** START OF Entries **
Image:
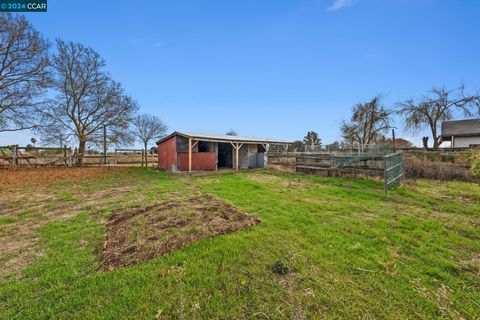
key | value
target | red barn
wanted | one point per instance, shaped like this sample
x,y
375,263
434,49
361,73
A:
x,y
182,151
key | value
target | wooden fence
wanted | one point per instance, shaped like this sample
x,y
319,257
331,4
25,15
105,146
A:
x,y
42,156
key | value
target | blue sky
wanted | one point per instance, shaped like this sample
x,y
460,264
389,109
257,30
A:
x,y
272,68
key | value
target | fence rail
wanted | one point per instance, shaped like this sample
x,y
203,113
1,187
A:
x,y
393,169
390,167
40,156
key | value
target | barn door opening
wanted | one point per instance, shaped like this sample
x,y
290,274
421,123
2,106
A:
x,y
224,155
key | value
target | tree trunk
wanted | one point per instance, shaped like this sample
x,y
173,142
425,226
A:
x,y
81,152
425,142
436,142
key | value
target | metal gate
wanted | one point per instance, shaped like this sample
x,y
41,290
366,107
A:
x,y
393,169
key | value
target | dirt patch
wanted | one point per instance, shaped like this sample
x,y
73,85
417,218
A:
x,y
144,232
13,178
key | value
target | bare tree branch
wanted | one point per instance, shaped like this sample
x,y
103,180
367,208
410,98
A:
x,y
24,72
147,127
369,121
432,109
87,100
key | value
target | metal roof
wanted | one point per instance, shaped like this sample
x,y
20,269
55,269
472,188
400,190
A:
x,y
222,138
459,128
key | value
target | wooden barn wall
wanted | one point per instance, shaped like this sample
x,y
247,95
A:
x,y
201,161
167,155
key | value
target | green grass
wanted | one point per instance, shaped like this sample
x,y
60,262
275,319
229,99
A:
x,y
351,253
** END OF Entries **
Request: Reproduce the material word for word. Any pictures should be left out of the copy.

Task answer:
Image:
key | value
target | red barn
wanted | one point per instance, shaped like this sample
x,y
375,263
434,49
361,73
A:
x,y
182,151
key | value
target | wooden fence
wanted | one point per instance, shaped like this sample
x,y
319,257
331,4
25,15
105,146
A:
x,y
42,156
key | value
target | blue sky
wanted | one point per instance, shaped like this sample
x,y
460,264
389,109
257,30
A:
x,y
272,68
key | value
target | fence rail
wanted | one point per instance, shaped like this sample
x,y
203,113
1,187
A:
x,y
393,169
390,167
40,156
key | value
target | barn door opening
wanted | one point per instance, shaped like this sample
x,y
290,274
421,123
2,106
A:
x,y
224,155
key | value
target | tree trunk
wanted | one point per instance, shaped like this sample
x,y
173,142
425,226
A:
x,y
81,152
425,142
436,142
key | value
target | metal gate
wanted | one point per instance, shaped like this sample
x,y
41,290
366,107
A:
x,y
393,169
key | value
target | dirt patch
wanted | one point per instance, shaped like this sample
x,y
73,85
417,218
A:
x,y
144,232
13,178
key | value
target | bare tree branch
wanted | one point per instance, shaped like this sample
x,y
103,180
367,208
410,98
A:
x,y
24,72
147,127
369,121
432,109
87,100
key | value
target | metal roof
wanted | one point per instance, shaped like this sample
x,y
20,269
55,269
472,188
400,190
A:
x,y
222,138
459,128
key | value
target | wooden barn wall
wanted | one point per instance, shaped like this sample
x,y
247,95
A:
x,y
201,161
167,155
key | value
target | green grass
wanted | one point per instance, shaped like this sample
x,y
60,262
275,319
229,99
A:
x,y
351,253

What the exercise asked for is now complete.